◆ Problem statement: Reproduce exactly the lines from the line containing "Mark one point per instance of the red" through the end of the records below, including both ends, and nothing else.

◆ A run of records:
= = = =

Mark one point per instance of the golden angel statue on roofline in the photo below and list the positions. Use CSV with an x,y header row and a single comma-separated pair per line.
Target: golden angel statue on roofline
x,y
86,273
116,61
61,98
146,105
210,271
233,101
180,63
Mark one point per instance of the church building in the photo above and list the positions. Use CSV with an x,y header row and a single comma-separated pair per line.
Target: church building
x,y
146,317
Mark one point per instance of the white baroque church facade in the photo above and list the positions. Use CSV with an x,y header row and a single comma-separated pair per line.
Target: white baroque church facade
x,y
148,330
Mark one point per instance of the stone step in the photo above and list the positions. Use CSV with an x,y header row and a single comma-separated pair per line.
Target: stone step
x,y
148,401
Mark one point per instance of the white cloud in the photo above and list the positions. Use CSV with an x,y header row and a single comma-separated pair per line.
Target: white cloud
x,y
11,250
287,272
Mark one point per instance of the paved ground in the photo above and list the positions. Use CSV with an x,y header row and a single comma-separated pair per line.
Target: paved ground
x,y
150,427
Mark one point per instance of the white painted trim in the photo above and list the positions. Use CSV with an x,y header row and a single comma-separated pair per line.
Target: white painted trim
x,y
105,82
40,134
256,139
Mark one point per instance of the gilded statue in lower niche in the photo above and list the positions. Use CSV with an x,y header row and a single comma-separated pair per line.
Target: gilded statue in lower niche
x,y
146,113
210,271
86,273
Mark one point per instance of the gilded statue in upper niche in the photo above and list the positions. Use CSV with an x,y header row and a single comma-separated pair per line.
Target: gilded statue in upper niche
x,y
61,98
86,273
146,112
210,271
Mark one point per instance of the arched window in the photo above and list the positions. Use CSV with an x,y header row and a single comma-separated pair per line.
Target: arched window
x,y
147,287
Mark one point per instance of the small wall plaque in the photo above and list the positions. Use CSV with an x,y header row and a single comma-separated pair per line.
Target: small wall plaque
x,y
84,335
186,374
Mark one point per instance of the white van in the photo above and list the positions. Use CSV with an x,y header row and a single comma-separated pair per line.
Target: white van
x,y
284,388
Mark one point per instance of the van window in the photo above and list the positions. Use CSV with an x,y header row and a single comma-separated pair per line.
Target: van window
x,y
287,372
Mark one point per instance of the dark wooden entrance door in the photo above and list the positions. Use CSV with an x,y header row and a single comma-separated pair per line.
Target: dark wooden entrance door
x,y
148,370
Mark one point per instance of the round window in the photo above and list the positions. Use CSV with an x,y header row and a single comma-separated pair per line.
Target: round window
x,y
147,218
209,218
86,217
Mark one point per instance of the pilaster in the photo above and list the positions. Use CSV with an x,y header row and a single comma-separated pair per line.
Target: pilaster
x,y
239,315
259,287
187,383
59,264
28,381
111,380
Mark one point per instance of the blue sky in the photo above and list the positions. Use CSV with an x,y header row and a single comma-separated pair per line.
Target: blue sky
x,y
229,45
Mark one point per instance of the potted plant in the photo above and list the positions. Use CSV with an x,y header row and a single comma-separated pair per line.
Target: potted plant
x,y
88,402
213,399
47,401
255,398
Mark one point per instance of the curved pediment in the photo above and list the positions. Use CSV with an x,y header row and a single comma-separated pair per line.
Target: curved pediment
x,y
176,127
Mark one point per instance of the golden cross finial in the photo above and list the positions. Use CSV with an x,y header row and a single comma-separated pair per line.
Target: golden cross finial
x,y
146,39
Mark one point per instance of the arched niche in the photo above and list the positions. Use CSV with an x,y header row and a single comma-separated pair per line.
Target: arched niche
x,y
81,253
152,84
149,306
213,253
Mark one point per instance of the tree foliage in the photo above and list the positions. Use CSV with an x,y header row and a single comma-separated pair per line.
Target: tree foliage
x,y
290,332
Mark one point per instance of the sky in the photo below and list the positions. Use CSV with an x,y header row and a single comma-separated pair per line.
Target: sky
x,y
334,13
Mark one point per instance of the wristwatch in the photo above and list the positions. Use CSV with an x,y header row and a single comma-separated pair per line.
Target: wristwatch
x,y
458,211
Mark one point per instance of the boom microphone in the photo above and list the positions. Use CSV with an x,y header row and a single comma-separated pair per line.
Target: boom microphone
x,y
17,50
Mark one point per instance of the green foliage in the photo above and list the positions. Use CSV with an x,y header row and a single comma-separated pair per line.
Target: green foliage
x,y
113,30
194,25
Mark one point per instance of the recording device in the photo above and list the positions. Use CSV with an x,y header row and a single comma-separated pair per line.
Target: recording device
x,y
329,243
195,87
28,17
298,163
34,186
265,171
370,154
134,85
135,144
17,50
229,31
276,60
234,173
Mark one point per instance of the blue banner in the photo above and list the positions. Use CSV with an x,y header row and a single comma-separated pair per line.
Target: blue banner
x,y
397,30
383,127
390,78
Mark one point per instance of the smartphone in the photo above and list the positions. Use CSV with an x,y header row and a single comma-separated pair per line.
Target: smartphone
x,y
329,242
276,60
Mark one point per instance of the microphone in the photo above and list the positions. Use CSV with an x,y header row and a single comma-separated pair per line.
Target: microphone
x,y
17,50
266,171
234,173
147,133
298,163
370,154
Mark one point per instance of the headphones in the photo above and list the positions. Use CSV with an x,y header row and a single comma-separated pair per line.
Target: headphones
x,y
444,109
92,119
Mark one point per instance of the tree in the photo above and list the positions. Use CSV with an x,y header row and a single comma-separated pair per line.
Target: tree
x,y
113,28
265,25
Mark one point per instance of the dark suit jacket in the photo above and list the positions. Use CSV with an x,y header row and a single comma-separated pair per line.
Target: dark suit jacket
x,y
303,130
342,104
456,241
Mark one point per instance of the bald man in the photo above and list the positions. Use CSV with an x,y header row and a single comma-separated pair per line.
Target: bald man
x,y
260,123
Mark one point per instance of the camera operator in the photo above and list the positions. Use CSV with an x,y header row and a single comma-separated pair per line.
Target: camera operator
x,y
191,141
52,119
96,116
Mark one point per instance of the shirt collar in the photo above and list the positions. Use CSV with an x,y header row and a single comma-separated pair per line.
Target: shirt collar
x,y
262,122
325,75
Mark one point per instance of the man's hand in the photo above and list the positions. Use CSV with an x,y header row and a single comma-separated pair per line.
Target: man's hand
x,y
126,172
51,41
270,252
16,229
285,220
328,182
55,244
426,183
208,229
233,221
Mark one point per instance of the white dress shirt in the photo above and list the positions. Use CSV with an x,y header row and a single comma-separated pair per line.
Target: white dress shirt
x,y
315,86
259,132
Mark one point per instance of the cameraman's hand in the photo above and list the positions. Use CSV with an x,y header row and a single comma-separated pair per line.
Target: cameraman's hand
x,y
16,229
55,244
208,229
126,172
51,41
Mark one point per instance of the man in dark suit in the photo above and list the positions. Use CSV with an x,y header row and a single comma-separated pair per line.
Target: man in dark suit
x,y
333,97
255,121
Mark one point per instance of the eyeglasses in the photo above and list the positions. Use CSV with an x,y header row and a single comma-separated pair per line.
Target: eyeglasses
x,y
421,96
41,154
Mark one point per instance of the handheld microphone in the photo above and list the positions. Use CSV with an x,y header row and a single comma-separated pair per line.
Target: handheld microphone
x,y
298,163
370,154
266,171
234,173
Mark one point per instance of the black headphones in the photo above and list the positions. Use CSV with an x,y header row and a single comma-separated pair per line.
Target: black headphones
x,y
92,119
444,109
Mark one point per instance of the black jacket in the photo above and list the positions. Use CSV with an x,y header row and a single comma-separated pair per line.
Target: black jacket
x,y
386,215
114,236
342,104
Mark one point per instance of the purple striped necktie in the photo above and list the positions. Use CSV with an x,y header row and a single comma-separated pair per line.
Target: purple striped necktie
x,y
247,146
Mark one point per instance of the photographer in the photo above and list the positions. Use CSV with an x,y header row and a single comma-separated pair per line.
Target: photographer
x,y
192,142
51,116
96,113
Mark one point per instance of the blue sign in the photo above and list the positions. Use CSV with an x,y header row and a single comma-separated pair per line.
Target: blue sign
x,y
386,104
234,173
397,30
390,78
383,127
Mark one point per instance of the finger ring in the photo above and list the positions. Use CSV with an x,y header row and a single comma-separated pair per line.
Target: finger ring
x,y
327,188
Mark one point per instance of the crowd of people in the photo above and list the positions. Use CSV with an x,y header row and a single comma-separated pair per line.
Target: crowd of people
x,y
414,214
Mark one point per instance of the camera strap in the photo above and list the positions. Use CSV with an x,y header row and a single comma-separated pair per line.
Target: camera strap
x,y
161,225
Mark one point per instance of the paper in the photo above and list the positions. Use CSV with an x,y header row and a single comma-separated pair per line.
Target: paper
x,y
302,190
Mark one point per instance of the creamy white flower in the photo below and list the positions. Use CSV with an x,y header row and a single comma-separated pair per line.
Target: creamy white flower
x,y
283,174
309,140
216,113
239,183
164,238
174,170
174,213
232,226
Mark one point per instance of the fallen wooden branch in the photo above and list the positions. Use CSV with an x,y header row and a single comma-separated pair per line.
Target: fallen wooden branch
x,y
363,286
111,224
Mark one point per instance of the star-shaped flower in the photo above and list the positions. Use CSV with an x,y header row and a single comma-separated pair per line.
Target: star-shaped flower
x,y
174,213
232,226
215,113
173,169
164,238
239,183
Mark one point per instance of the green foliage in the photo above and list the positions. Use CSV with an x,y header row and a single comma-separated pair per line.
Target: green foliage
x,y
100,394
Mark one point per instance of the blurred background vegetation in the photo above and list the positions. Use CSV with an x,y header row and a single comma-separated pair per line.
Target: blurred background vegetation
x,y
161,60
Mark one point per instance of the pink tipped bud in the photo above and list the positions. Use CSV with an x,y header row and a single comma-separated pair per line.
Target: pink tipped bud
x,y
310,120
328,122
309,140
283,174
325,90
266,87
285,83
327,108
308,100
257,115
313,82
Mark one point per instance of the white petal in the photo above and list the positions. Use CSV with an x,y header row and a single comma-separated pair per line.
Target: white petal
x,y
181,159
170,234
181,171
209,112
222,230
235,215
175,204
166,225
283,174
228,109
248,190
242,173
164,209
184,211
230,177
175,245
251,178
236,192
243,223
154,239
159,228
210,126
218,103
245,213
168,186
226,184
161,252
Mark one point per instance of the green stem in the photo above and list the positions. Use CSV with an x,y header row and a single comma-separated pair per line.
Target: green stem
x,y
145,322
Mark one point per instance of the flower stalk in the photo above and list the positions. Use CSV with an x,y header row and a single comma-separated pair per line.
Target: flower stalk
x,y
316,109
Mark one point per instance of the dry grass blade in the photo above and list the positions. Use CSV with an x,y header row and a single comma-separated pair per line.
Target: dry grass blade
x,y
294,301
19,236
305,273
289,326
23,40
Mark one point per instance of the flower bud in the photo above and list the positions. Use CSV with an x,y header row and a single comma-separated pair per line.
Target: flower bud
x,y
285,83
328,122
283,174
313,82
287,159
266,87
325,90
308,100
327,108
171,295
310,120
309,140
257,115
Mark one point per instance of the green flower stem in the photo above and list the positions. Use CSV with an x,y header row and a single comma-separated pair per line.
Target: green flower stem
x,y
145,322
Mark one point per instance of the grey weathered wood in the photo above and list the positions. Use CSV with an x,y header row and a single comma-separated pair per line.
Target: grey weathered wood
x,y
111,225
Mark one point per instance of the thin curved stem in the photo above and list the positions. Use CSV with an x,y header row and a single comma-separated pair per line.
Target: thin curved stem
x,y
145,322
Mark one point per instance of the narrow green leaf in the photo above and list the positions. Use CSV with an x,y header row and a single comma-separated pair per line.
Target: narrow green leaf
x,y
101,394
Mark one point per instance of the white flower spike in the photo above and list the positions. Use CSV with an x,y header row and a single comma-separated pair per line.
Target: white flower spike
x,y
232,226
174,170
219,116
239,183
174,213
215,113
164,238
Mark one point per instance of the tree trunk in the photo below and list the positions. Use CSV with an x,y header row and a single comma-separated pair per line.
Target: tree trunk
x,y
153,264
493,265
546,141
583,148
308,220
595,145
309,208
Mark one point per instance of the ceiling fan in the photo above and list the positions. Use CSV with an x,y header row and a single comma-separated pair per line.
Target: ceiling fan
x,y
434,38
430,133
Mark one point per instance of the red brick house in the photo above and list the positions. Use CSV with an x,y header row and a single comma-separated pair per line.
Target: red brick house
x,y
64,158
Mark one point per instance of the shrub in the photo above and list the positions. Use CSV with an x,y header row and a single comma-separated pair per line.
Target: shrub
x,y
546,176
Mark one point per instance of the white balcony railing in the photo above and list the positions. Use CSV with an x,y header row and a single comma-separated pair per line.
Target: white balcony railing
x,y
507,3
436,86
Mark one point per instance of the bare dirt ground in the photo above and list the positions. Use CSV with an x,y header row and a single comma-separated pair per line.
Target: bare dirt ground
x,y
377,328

= = = =

◆ The output:
Mark one point per instance of the red brick house in the photo above and list the positions. Use CSV with an x,y header row and a single comma-separated pair per line.
Target: red brick house
x,y
64,158
Mark one point per instance of the shrub in the photo above and list the positions. Use CSV with an x,y header row and a single comma-separated pair per line.
Target: shrub
x,y
546,176
Mark one point per instance of the white balcony railing in the photo above and list the positions. Use CSV with an x,y header row and a single comma-separated pair per line.
Target: white balcony railing
x,y
507,3
436,86
Mark one point per instance of the bare dirt ground in the photo above and list the positions. Use CSV with an x,y header row and a single comma-separated pair per line.
Target: bare dirt ground
x,y
377,328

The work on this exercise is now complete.